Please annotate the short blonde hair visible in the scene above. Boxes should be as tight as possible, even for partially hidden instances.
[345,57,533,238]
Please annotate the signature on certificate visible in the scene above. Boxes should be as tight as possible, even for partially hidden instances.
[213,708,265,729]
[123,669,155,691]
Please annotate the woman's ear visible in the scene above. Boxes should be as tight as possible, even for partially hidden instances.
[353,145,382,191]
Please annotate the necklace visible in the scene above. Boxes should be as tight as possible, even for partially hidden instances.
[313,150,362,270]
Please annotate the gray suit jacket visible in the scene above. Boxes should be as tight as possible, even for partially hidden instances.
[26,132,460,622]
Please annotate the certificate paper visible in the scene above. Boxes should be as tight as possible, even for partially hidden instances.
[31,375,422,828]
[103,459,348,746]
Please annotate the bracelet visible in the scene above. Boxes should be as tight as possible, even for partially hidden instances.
----------
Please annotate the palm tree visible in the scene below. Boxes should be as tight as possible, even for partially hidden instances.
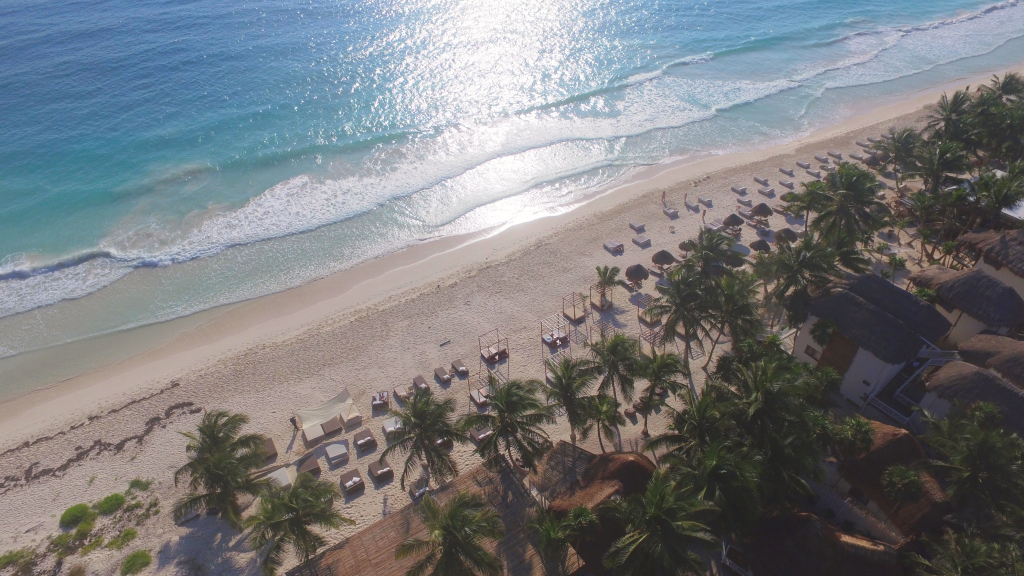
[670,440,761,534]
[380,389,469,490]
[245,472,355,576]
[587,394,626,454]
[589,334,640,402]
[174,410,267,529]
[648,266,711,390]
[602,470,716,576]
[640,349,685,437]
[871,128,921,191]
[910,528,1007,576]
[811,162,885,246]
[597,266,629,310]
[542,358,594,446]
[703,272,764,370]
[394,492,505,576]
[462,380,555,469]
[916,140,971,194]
----------
Pull out every line of the records above that contains the string "scene", treating uppercase and lowercase as different.

Please annotate the short blonde hair visible in the scene above. Boxes should be as tight as possible, even for partially hidden instances.
Please annotate the signature on certificate visible in the scene above. Boxes should be as tight as possible, even for partially hidden instances.
Please annotate the woman's ear visible in the scene above. Boxes should be as tight as possible, even for partially hidden instances.
Please annotate the necklace visible in the scene above. Boxes should be as tight as possible, even for partially hidden instances.
Please annotate the gray suit jacket visible in the scene above. Boxes should be as tight as possible, even for partially hidden instances.
Please annotate the certificate paper visible in the scene above. Boxes should be as tight as possible, even for partially hidden instances.
Please annotate the bracelet visible in the scene above. Boxes should be as tight as possible, even for partially hidden instances.
Please annotate the palm tree visible in the scene below. Boxes should be as tight as possible, even for partially hidden instances.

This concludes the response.